[Your goal] Please copy every line of the records below without any change, leaving out the pictures.

[Records shown]
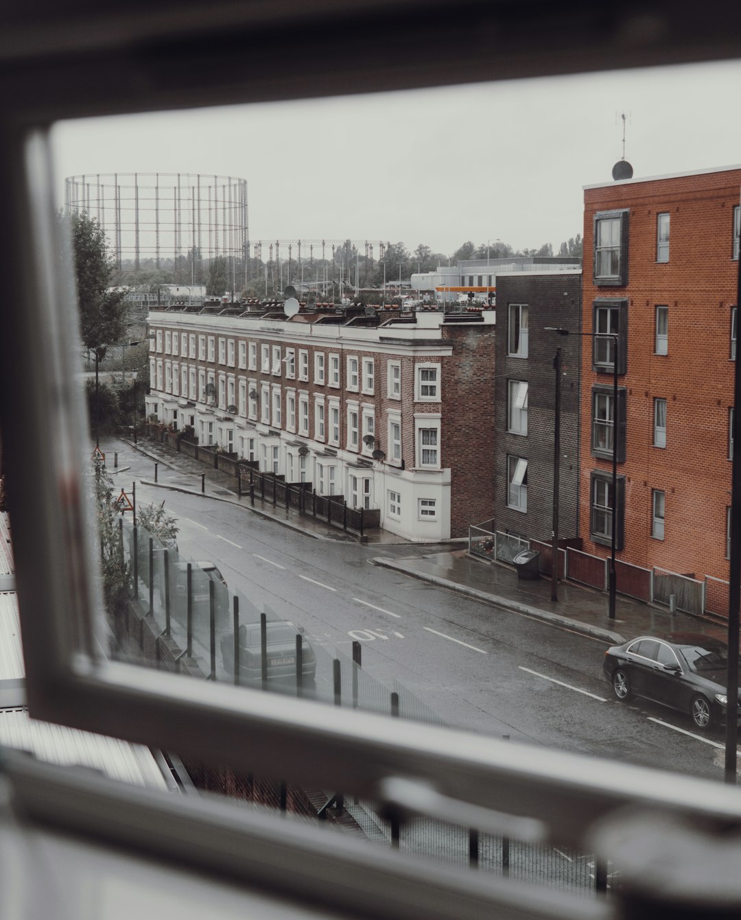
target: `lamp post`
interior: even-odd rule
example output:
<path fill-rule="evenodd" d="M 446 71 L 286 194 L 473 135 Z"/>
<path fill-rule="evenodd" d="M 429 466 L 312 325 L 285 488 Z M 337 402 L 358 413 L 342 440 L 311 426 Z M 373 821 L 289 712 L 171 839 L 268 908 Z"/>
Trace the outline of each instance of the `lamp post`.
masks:
<path fill-rule="evenodd" d="M 616 572 L 615 572 L 615 546 L 617 543 L 618 526 L 618 358 L 619 350 L 619 336 L 617 332 L 573 332 L 571 329 L 564 329 L 553 326 L 547 326 L 546 331 L 556 332 L 560 336 L 582 336 L 586 339 L 611 339 L 614 346 L 612 355 L 612 518 L 610 521 L 610 558 L 609 558 L 609 605 L 608 616 L 615 619 L 615 593 L 616 593 Z M 559 405 L 558 411 L 561 411 Z M 555 474 L 554 470 L 554 474 Z M 559 489 L 559 483 L 553 483 L 554 491 Z M 592 498 L 589 498 L 590 505 Z M 558 534 L 554 534 L 554 546 L 558 545 Z M 553 559 L 553 565 L 556 559 Z"/>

[Result of this exercise]
target: `lamp post`
interior: even-odd rule
example output:
<path fill-rule="evenodd" d="M 446 71 L 286 194 L 473 135 Z"/>
<path fill-rule="evenodd" d="M 429 466 L 312 325 L 285 488 Z M 337 402 L 358 413 L 342 440 L 311 426 Z M 373 821 L 289 712 L 171 839 L 268 908 Z"/>
Trace the outline of each instance of the `lamp post`.
masks:
<path fill-rule="evenodd" d="M 616 572 L 615 572 L 615 546 L 617 543 L 618 526 L 618 358 L 619 350 L 619 336 L 617 332 L 573 332 L 571 329 L 564 329 L 553 326 L 547 326 L 546 331 L 556 332 L 560 336 L 582 336 L 586 339 L 611 339 L 614 346 L 612 355 L 612 518 L 610 521 L 610 558 L 609 558 L 609 605 L 608 616 L 615 619 L 615 593 L 616 593 Z M 559 405 L 558 411 L 561 411 Z M 555 474 L 554 470 L 554 474 Z M 559 489 L 559 483 L 553 483 L 554 491 Z M 592 498 L 589 498 L 590 505 Z M 558 534 L 554 534 L 554 546 L 558 545 Z M 553 559 L 553 565 L 556 559 Z"/>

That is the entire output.